DIRECTIVE A:
In the commentary on religion and politics below, what degree does the writer say they hold?

After watching the Anglicans who’d been persecuted by the Puritans and Presbyterians during the commonwealth definitely not turn the other cheek when they were back in power, Charles II was quoted along the lines of “Presbyterianism was no religion for a gentleman and Anglicanism was no religion for a Christian.” Charles himself was a skeptic who may or may not have received last rites in the Catholic Church before his death.

I find a great deal of good in what is reported of the teachings of the rabbi who may have come from Nazareth. I say reported because I suspect that as much was left out as was included when the leaders of the new church got their hands on it two or three centuries later. I find very little good in what the power hungry have done with those teachings. And even less in the gyrations those who claim that every word and punctuation mark in scripture is inerrant and infallible.

Curiosity led me to some web searching which led me tothis very interesting site. So if perhaps one third of Americans (at best) attend any type of worship service in any given week, what the heck is going on here? Watching presidential hopefuls twist themselves in knots trying to placate the minority within a minority of the religious right is painful and embarrassing. When did we become so afraid of being seen as not nice or not fair that we lost the power to tell the modern Know Nothings to take a running jump at themselves or to at least MYOB.

Or at the very least, "I believe I can get elected without you." And then make it happen.

(In case nobody has noticed from earlier entries, this is something that really ticks me off. I loved science when I was in school. I have a degree in Anthropology. I've never had a problem separating the how and the why. I just found myself in total, jaw dropping,  awe of the whole damn thing. Put me in front of a picture of galaxies dancing and I won't come up for air for the rest of the evening. Rueful shrug

And I do appreciate more than anyone can imagine the individual churches who try to practice what that rabbi taught. Very often in opposition or in spite of the ruling bodies of their denominations.

It's about power and control folks. Who has it, who doesn't, and what they'll do to get it and keep it. It's enough to send you screaming into the night, isn't it?)

DIRECTIVE B:
Pick out every line of the entries that contains the word "white" and copy each one.

EXTRACTED RECORDS:
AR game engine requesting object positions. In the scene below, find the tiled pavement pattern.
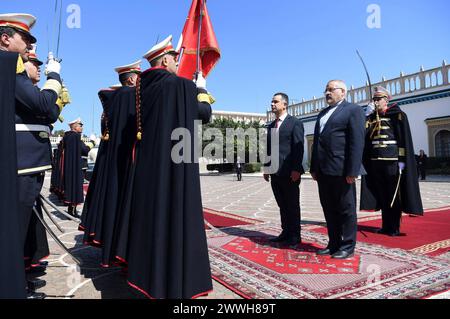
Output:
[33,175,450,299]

--

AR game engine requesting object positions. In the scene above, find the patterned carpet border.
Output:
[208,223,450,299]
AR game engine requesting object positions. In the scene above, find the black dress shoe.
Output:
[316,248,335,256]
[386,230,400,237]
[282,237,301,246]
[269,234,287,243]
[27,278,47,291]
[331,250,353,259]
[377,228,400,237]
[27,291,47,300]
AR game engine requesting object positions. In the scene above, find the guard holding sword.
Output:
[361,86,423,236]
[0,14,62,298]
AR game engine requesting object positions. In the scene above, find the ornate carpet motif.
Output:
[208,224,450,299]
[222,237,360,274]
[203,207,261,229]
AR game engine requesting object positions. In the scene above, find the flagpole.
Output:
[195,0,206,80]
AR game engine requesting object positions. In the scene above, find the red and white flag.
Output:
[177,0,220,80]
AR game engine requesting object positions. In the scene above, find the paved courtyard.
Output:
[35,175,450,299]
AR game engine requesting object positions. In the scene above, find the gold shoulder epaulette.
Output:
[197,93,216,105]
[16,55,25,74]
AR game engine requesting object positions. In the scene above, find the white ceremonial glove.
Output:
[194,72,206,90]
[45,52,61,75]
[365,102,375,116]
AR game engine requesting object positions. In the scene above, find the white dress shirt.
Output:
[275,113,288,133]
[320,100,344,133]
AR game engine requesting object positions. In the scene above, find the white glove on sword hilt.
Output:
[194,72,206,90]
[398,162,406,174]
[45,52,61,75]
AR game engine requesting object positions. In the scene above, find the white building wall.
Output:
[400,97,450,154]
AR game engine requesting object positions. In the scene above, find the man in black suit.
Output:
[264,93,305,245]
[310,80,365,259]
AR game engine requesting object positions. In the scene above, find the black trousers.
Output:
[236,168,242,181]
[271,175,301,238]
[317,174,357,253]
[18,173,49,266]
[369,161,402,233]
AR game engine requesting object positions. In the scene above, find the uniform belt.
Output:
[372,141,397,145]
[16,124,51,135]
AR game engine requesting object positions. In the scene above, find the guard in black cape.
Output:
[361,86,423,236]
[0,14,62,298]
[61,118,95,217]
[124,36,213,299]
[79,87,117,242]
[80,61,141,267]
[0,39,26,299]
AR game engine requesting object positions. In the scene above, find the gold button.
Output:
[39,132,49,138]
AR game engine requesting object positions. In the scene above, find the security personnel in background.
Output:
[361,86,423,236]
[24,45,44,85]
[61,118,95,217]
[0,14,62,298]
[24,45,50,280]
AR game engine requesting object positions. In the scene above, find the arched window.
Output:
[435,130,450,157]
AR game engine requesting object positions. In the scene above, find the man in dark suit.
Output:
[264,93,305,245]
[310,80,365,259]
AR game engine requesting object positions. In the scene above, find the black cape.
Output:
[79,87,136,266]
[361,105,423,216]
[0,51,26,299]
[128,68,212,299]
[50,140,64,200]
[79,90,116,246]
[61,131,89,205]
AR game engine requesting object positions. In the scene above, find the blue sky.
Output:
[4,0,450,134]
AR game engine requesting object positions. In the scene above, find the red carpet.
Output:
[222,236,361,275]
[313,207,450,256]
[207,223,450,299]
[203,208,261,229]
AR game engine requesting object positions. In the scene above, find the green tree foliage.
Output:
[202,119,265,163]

--

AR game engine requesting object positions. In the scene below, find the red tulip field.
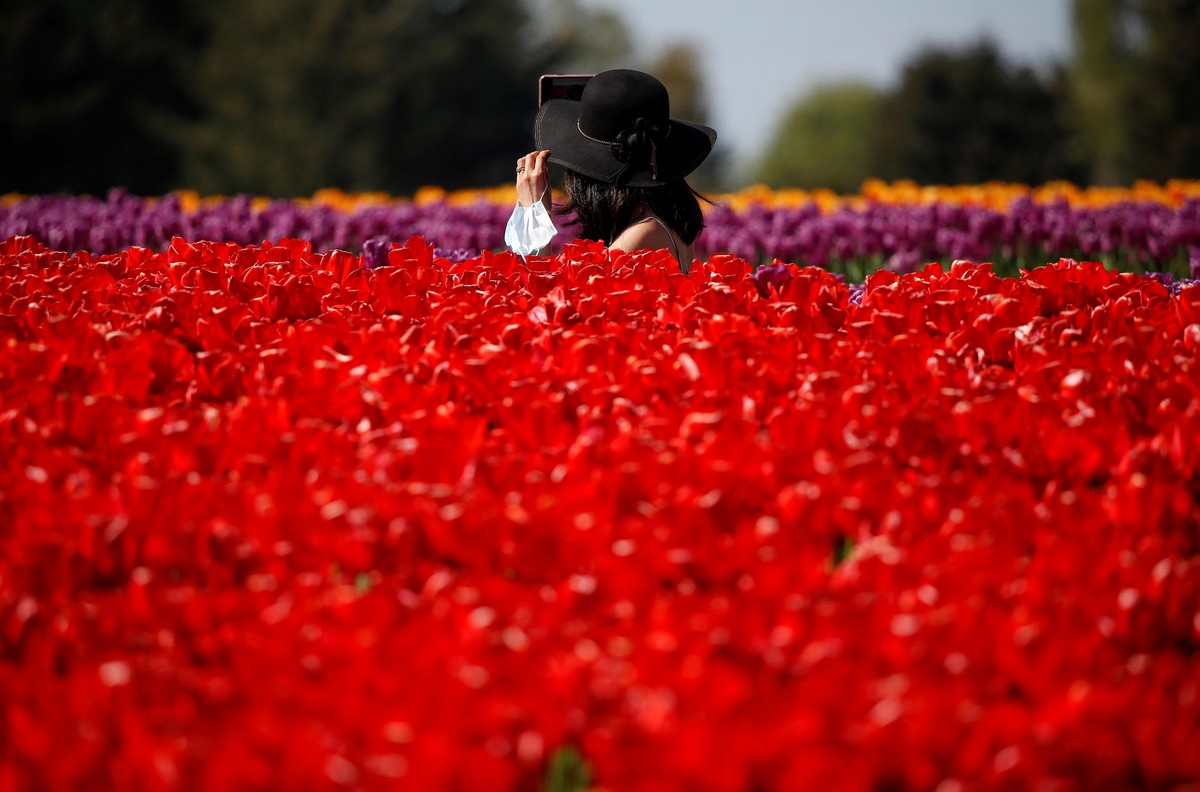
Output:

CORRECT ANSWER A:
A degree in Anthropology.

CORRECT ANSWER B:
AR game engine requesting object positions. In the scene above, find the red and white flag.
AR game engine requesting object positions. In the scene above, find the white ceremonial glove.
AR game engine requesting object positions. In the scene above, find the white dress shirt.
AR game engine requesting object positions. In the scene above, find the white glove on sword hilt.
AR game engine requesting object positions. In the scene above, find the white building wall.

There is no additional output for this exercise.